== Exercise task 1 ==
Please transcribe the electricity safety passage from "That obligation reflects" up to and including "these competing considerations.".
== Exercise task 2 ==
According to the electricity safety passage, how often must distribution businesses provide their statistical summary of specified electrical incidents?
== Exercise task 3 ==
Decide whether each statement agrees with the electricity safety passage, answering yes or no and quoting the deciding words:
(a) Mr Gardner formerly headed ESV.
(b) Distribution businesses may choose whether to take part in the ESMS regime.
(c) The cost of removing or mitigating a hazard or risk is one of the matters weighed in judging what is practicable.

== Supplied passage ==

— start —

Mr Gardner, former head of ESV, explained to the Commission that ESV ‘does not place a large degree of emphasis on the ESMS [Electricity Safety Management Scheme] system when it comes to regulating electricity distribution businesses who have assets in bushfire-prone areas’. It concentrates instead on assessing and auditing bushfire mitigation plans and line clearance plans as a means of regulating those matters.190

The Commission notes that in the past ESV chose not to make use of the powerful tool that ESMSs represent, relying instead on statutory provisions that give it less capacity to influence distribution businesses’ behaviour. The ESMS regime has, however, undergone important changes. It is now compulsory for the distribution businesses to participate in the ESMS regime and specify how they will meet their obligations under s. 98 of the Electricity Safety Act.

Since December 2009 s. 98 of the Electricity Safety Act has required that each ‘major electricity company’—which includes the distribution businesses—design, construct, operate, maintain and decommission its supply network to minimise the following as far as practicable:

       hazards and risks to the safety of any person arising from the supply network

       hazards and risks of damage to the property of any person arising from the supply network.191

That obligation reflects the need for distribution businesses to balance the need to augment the safety of people and property against other objectives as far as ‘practicable’:

having regard to—

(a)        the severity of the hazard or risk in question;

(b)        the state of knowledge about the hazard or risk and any ways of removing or mitigating the hazard or risk;

(c)        the availability and suitability of ways to remove or mitigate the hazard or risk; and

(d)        the cost of removing or mitigating the hazard or risk.

ESV’s function in approving a distribution business’s ESMS allows it to influence how distribution businesses strike the balance between these competing considerations.

One consequence of the comprehensive ESMS regime is that the Electricity Safety (Management) Regulations 2009 strengthen the distribution businesses’ reporting requirements for electricity-related fires. ESV should be armed with data about the specific circumstances of all fires caused by failed distribution infrastructure so that it can identify trends that can be taken into account in the development of bushfire prevention strategies. To that end, it is important that ESV receives information about network failures that had the potential to cause a fire but did not. The Electricity Safety (Management) Regulations will go some way towards ensuring that ESV becomes aware of those ‘near misses’. The Regulations provide that, in addition to reporting ‘serious electrical incidents’ (those causing death, injury, significant property damage or disruption to the community), distribution businesses must now provide a quarterly statistical summary of ‘specified electrical incidents’ (relevantly, resulting in fire from an operator’s network or part of the network becoming dislodged from its supporting structure).192

The Commission notes, however, that ESV’s ability to effectively detect and analyse trends relating to electricity-related fires depends on the accuracy and detail of the data it receives—whether from the distribution businesses or from other sources such as its joint investigation with the CFA of electrical incidents. The Commission further notes that the quarterly statistical summary of ‘specified electrical incidents’ the distribution businesses are required to provide to ESV might not furnish sufficient data for ESV to carry out that important analysis. ESV should take an active approach to obtaining the requisite details—be it from the distribution businesses or the fire agencies—about the electricity failures of which it becomes aware.

— end —

== Data shown ==
— start —

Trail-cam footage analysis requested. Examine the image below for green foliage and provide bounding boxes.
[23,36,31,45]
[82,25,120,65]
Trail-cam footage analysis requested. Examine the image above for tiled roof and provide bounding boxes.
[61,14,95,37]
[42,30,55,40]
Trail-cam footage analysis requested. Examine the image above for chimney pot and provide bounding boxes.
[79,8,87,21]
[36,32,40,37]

— end —
— start —

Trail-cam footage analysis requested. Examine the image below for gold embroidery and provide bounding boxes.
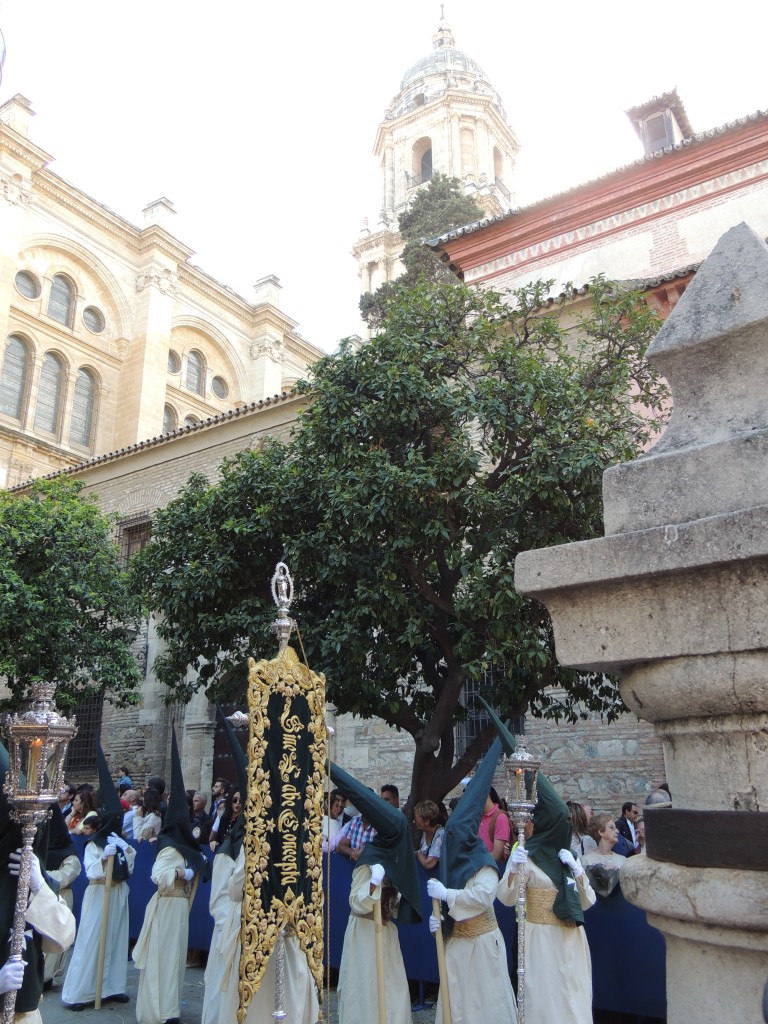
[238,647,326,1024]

— end —
— start —

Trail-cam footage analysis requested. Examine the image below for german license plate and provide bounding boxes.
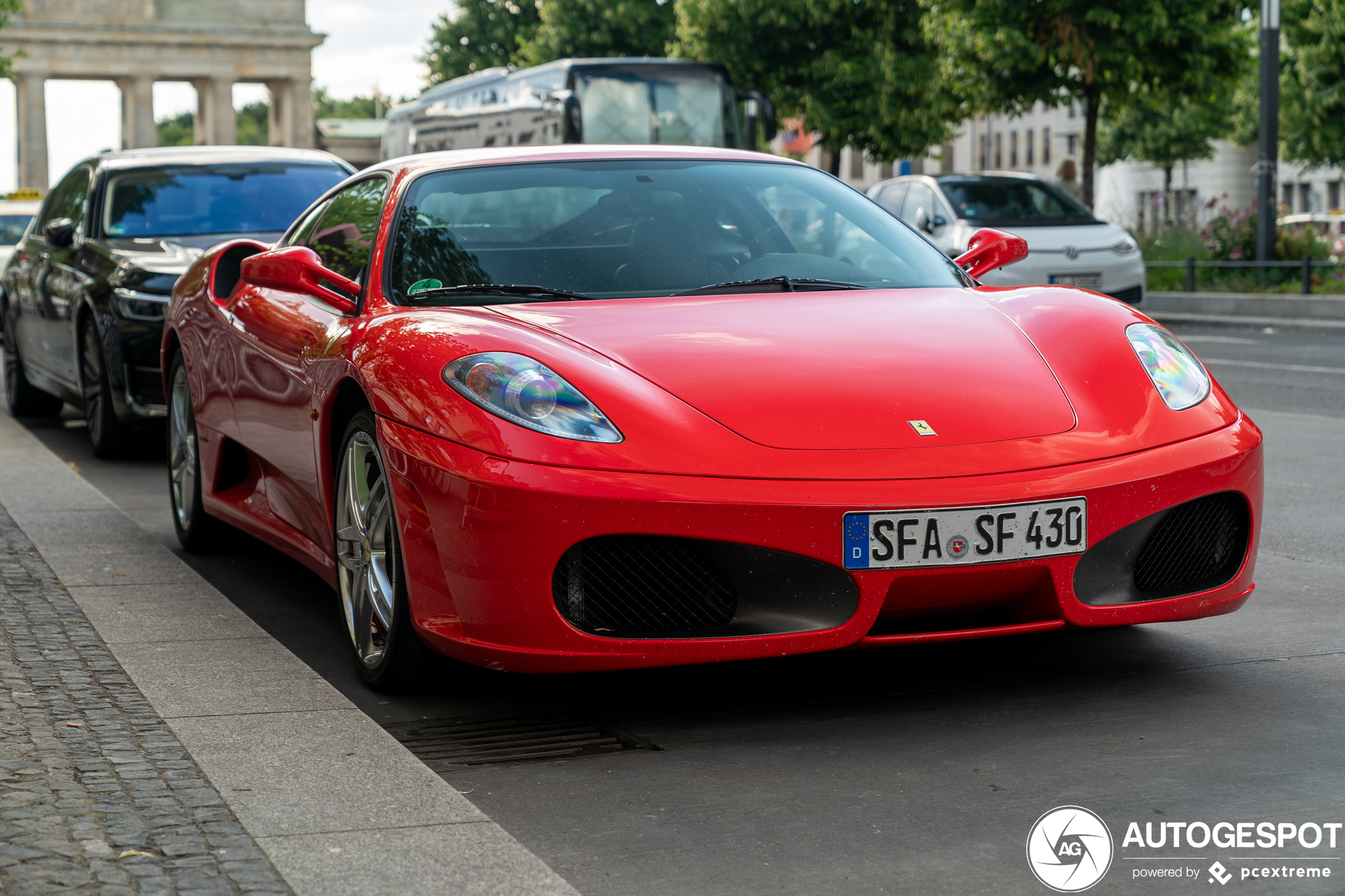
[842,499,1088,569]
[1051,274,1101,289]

— end —

== Output 1 ==
That obligation reflects the need for distribution businesses to balance the need to augment the safety of people and property against other objectives as far as ‘practicable’:

having regard to—

(a)        the severity of the hazard or risk in question;

(b)        the state of knowledge about the hazard or risk and any ways of removing or mitigating the hazard or risk;

(c)        the availability and suitability of ways to remove or mitigate the hazard or risk; and

(d)        the cost of removing or mitigating the hazard or risk.

ESV’s function in approving a distribution business’s ESMS allows it to influence how distribution businesses strike the balance between these competing considerations.

== Output 2 ==
Quarterly.

== Output 3 ==
(a) Yes: "Mr Gardner, former head of ESV"
(b) No: "It is now compulsory for the distribution businesses to participate in the ESMS regime"
(c) Yes: "(d) the cost of removing or mitigating the hazard or risk."